------ Text provided ------
Investigating the role of sexual conflict in parasitoid-host eco-evolutionary dynamics
Finding ways to grow enough food to sustain the ever-growing human population while minimising detrimental impacts on the natural environment is a pressing global challenge [1,2]. Current food production systems rely heavily on the use of agro-chemicals for pest control, the negative impacts of which are extreme for species, ecosystems and for climate change [3-7]. Integrated pest management (IPM) is one strategy that will be critical if we are to feed the human population without inflicting irreversible environmental damage. IPM prioritizes biodiversity-based pest control and considers the use of chemical pesticides only as a last resort .
Parasitoid wasps are a large group of insects, which are commonly used as a chemical-free means of controlling insect pests (biological control). Adults are free-living, females lay their eggs on or in other species and their offspring feed on this host, typically another insect, invariably killing it. In addition to their economic value, parasitoid wasps have long been used by blue skies researchers to understand fundamental questions about evolution, ecology and physiology [9,10]. This research has supported their use in crop protection and assisted biocontrol practitioners in selecting the most appropriate species to control a given pest [9,10].
Despite the abundance of studies on parasitoid behavioural ecology, these species have received little attention in studies of sexual selection and sexual conflict . Sexual conflict occurs when the optimum strategy or trait is different for males and females . For instance, the optimal mating rate is generally higher for males than females. This can result in reduced fitness for females if accepting or resisting superfluous male copulation attempts is costly [12, 13]. If these costs manifest as reduced offspring production, there can be consequences for recruitment and even population viability 
For parasitoid wasps in natural and agricultural settings, sexual conflict may have profound consequences for parasitism rates. Understanding the extent to which sexual conflict influences individual and population fitness in these insects provides new and valuable information on how aspects of these species’ mating systems can influence host-parasitoid dynamics and coevolution as well as the efficacy of pest control under different IPM scenarios.
This project aims to understand how sexual conflict in parasitoid wasps influences parasitism rates and the stability of host-parasitoid systems. The project will use a combination of individual-based modelling, lab-based fitness assays and field sampling using the sexual/asexual aphid parasitoid Lysiphlebus fabarum to address four main objectives:
1. Model the consequences of sexual conflict on parasitism rate and the fitness of parasitoid and host.
------ Extracted entries ------
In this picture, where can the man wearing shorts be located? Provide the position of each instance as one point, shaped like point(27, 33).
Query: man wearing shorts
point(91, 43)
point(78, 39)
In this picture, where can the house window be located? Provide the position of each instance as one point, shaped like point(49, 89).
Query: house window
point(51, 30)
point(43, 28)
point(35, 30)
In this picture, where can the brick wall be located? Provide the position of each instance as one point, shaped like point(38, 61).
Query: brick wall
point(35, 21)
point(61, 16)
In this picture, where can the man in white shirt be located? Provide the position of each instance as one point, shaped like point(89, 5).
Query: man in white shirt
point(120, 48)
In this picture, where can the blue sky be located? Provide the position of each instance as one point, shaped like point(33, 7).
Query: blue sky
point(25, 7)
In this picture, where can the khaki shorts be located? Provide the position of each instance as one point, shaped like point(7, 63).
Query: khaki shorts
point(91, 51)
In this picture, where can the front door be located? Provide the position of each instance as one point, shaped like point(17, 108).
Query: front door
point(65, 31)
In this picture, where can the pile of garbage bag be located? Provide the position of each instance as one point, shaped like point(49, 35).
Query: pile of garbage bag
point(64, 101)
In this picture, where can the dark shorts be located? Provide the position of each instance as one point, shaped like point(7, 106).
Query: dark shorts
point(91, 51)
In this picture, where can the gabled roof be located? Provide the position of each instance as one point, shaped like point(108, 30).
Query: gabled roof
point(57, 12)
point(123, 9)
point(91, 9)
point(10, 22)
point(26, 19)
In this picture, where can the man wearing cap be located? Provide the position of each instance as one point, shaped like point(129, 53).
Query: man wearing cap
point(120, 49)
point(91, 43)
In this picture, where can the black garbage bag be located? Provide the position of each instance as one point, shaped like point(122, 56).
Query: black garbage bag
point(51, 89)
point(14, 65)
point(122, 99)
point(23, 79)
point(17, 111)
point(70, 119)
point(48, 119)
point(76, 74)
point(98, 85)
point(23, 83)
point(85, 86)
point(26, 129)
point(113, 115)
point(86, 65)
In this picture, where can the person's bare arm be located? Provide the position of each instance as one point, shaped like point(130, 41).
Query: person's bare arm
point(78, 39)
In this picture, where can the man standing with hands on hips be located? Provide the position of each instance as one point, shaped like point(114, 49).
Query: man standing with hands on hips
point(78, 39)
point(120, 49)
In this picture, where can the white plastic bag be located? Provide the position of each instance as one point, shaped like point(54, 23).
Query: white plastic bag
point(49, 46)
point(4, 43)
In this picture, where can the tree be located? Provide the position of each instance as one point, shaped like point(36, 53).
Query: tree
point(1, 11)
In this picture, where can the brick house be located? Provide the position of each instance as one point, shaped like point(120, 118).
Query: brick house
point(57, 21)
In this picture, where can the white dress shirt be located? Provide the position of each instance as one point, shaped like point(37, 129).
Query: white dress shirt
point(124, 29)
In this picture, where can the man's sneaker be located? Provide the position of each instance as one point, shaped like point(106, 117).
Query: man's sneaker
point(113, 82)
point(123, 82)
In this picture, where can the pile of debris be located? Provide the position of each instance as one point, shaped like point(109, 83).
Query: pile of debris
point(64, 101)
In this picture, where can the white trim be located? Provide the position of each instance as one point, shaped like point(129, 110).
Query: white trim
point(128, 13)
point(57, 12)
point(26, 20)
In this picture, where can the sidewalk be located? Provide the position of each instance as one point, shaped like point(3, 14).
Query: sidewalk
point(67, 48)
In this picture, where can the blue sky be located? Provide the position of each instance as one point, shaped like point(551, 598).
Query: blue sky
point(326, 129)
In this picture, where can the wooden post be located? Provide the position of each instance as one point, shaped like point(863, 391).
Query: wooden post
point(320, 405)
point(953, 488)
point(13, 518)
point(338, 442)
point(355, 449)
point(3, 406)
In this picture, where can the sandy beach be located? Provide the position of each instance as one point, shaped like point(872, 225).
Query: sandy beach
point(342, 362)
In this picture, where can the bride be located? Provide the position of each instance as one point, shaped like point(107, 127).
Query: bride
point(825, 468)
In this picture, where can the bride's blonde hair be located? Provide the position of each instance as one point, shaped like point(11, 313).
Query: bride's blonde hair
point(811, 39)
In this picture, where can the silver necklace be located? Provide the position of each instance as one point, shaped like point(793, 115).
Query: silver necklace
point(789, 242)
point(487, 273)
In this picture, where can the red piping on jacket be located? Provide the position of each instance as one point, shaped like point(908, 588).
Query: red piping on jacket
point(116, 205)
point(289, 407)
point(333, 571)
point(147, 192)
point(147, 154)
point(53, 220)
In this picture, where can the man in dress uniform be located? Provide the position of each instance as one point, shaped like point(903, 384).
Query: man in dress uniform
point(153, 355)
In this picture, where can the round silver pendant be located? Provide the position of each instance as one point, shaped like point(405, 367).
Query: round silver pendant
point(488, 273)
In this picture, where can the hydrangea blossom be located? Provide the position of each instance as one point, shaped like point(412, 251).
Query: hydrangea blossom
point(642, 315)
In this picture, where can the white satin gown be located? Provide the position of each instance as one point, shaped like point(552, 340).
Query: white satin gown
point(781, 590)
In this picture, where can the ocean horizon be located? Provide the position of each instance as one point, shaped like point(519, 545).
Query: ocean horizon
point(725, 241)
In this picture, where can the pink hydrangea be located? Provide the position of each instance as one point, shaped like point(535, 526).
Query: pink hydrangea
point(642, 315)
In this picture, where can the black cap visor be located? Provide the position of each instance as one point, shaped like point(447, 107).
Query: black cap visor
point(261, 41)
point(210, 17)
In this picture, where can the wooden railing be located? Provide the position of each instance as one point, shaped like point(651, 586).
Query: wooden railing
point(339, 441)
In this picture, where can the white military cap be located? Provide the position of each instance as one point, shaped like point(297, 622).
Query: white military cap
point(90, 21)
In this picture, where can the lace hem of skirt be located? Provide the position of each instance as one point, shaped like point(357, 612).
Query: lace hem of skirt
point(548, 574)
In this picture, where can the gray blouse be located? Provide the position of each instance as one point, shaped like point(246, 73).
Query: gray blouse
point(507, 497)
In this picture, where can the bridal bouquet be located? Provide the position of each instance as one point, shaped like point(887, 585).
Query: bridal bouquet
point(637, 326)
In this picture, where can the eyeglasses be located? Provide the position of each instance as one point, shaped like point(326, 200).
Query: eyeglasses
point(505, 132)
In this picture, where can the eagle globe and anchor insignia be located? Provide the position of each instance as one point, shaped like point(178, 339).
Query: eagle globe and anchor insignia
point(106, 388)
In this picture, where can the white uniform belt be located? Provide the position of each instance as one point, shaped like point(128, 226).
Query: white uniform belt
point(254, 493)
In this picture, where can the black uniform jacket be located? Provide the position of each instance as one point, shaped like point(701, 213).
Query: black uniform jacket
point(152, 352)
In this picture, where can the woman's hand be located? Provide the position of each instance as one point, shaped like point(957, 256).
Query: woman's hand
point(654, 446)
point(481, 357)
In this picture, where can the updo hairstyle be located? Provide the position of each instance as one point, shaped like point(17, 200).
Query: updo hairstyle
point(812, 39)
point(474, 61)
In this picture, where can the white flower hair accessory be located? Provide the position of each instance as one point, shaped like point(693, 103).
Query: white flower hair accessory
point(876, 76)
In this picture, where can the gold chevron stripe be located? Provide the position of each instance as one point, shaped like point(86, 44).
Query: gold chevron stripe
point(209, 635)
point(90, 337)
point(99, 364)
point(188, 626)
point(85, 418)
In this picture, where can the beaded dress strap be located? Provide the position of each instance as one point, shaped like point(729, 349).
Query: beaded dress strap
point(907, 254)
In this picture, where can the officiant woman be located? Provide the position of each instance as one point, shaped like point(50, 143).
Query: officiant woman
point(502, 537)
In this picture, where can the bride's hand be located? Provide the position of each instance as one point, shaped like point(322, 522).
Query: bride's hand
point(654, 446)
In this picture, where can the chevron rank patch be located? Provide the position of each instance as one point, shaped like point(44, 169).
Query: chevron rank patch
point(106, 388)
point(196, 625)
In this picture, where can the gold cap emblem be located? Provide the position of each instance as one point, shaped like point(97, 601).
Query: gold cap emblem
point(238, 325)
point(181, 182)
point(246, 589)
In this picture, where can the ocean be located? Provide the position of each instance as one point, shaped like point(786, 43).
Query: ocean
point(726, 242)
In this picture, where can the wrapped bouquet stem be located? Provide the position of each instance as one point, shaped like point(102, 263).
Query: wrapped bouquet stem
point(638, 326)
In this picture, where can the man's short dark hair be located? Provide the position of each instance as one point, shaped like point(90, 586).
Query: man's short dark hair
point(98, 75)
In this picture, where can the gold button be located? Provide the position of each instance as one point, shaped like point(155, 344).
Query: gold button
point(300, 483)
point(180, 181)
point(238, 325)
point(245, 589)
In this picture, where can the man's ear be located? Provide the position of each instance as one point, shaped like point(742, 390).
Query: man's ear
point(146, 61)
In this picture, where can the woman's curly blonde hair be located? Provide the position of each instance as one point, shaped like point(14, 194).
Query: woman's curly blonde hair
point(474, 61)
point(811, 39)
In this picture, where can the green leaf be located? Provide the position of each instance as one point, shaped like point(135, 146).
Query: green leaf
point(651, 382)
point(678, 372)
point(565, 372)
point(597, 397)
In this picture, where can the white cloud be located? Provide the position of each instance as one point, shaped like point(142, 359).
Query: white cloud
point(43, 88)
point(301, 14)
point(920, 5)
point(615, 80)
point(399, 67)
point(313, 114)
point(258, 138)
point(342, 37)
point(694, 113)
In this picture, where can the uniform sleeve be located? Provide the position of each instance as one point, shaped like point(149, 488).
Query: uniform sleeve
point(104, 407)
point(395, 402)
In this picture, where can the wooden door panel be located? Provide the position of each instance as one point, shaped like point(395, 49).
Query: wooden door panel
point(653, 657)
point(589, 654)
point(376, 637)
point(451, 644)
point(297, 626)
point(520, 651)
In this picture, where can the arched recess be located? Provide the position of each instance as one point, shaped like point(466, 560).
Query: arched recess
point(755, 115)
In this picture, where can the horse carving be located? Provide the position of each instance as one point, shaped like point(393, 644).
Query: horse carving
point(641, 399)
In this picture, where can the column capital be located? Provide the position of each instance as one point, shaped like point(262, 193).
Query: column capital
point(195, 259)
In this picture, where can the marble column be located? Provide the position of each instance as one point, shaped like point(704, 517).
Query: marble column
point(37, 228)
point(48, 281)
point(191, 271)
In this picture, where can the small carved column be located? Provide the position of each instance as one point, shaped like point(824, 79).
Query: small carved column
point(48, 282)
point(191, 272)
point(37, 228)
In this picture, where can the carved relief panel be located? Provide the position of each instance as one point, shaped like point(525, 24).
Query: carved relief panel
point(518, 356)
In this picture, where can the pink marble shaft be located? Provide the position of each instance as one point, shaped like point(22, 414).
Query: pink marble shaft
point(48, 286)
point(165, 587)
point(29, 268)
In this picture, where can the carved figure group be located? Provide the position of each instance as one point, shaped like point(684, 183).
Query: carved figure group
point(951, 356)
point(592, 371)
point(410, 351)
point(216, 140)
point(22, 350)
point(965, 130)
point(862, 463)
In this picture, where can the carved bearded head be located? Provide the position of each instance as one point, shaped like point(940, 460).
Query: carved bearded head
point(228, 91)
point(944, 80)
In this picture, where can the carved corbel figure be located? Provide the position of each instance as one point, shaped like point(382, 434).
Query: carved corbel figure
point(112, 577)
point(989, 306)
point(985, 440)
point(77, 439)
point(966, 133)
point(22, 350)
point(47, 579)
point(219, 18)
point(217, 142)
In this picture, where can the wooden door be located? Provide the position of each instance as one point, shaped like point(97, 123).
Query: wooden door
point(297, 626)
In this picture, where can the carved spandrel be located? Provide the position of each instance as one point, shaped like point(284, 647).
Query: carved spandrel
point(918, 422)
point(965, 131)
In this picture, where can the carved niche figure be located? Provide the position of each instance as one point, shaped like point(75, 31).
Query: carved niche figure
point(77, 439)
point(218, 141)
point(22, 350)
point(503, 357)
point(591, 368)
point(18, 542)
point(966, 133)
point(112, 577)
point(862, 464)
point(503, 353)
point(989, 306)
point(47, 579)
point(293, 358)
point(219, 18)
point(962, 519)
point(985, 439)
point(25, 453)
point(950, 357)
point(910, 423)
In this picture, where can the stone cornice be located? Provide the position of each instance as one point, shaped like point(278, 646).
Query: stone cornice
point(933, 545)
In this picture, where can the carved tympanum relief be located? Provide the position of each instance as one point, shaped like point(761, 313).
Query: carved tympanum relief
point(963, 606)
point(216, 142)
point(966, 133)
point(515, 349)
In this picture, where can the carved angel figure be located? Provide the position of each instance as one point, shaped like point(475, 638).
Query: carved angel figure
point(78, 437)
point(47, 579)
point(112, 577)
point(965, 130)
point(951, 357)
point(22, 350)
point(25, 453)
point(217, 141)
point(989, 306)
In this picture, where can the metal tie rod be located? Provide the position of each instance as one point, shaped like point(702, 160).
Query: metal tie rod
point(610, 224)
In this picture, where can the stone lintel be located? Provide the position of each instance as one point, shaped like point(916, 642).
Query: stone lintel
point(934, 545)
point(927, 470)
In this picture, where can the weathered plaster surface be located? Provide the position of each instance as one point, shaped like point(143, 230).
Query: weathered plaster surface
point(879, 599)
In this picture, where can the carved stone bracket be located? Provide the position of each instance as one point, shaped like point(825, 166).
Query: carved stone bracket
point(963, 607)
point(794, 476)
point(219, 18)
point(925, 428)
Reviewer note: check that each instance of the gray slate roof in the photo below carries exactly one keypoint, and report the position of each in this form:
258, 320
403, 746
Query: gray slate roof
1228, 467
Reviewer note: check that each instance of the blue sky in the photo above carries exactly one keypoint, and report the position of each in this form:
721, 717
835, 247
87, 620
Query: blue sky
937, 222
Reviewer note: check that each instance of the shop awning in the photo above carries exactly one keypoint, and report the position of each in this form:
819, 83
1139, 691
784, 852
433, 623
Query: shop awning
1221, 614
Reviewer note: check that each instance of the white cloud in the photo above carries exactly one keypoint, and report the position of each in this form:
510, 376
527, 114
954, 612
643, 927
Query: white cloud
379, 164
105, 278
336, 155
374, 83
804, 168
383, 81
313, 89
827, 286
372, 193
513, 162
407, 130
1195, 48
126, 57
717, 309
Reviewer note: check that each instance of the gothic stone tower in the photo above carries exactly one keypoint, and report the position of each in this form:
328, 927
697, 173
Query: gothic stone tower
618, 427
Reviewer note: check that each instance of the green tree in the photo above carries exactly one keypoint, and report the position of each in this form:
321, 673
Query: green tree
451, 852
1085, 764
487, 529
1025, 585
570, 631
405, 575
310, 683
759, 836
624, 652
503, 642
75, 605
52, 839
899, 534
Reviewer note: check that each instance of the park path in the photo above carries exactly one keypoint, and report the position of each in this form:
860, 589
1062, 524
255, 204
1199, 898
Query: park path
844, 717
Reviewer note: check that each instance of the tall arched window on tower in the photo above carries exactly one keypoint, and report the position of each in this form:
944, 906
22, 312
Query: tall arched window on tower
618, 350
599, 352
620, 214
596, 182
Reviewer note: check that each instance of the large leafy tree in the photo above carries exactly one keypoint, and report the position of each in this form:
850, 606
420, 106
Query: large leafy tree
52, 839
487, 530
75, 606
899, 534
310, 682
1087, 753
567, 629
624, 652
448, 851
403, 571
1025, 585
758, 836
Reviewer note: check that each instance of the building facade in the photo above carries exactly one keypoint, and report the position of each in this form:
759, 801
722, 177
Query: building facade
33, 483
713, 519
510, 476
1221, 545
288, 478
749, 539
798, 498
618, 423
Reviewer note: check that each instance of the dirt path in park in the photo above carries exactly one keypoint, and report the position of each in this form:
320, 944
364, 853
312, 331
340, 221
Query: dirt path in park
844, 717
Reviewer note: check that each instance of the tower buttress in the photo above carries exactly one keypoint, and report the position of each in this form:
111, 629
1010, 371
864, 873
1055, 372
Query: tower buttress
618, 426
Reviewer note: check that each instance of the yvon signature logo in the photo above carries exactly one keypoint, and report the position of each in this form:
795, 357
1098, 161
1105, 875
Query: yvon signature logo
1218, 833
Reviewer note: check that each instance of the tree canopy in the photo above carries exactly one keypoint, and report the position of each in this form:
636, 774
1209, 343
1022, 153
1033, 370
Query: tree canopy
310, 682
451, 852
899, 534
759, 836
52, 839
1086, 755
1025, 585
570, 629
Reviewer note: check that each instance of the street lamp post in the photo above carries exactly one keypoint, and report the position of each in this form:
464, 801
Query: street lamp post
------
■ **Work task 1**: Which species will the project use to study sexual conflict in parasitoid wasps, according to the project description?
■ **Work task 2**: Summarize the project description on sexual conflict in parasitoid wasps in two sentences.
■ **Work task 3**: Resume the project description on sexual conflict in parasitoid wasps after its final line, keeping its voice.

■ **Final answer 1**: Lysiphlebus fabarum, a sexual/asexual aphid parasitoid.

■ **Final answer 2**: Parasitoid wasps are widely used as a chemical-free means of pest control, yet they have received little attention in studies of sexual conflict, which can lower female fitness and offspring production and may affect parasitism rates. The project aims to understand how sexual conflict in these wasps influences parasitism rates and the stability of host-parasitoid systems, using individual-based modelling, lab-based fitness assays and field sampling of Lysiphlebus fabarum.

■ **Final answer 3**:
2. Assay the fitness of female L. fabarum that experience variation in sexual conflict through exposure to different numbers of males during oviposition in the lab.
3. Estimate variation in sexual conflict L. fabarum populations across the UK based on reproductive mode (sexual or asexual reproduction) and the sex ratio.
4. Test how the sex ratio and reproductive mode (sexual or asexual) influences the stability of host-parasitoid interactions at different spatial scales in L. fabarum .
The project will use the resevol R package (developed by supervisor Duthie ) as a foundation to model interactions between parasitoids and hosts depending on the sex ratio and its effects on fitness. This extension of the resevol package to include parasitoid-host dynamics and co-evolution will have applications beyond this project for the modelling of the likely success of parasitoid-based biocontrol in a range of agricultural scenarios. The empirical findings generated by this project will provide novel fundamental insights into how sexual conflict modifies host-parasitoid dynamics and the stability of their interactions in natural and agricultural settings.
The student should have a background in evolutionary ecology and experience in running lab-based fitness assays and conducting field work using insect model systems. Ideally the student will have some experience in insect rearing and data analysis and/or programming in R. The student will benefit from supervisor expertise in theory, individual-based modelling, lab-based experiments and field monitoring of parasitoid-host populations.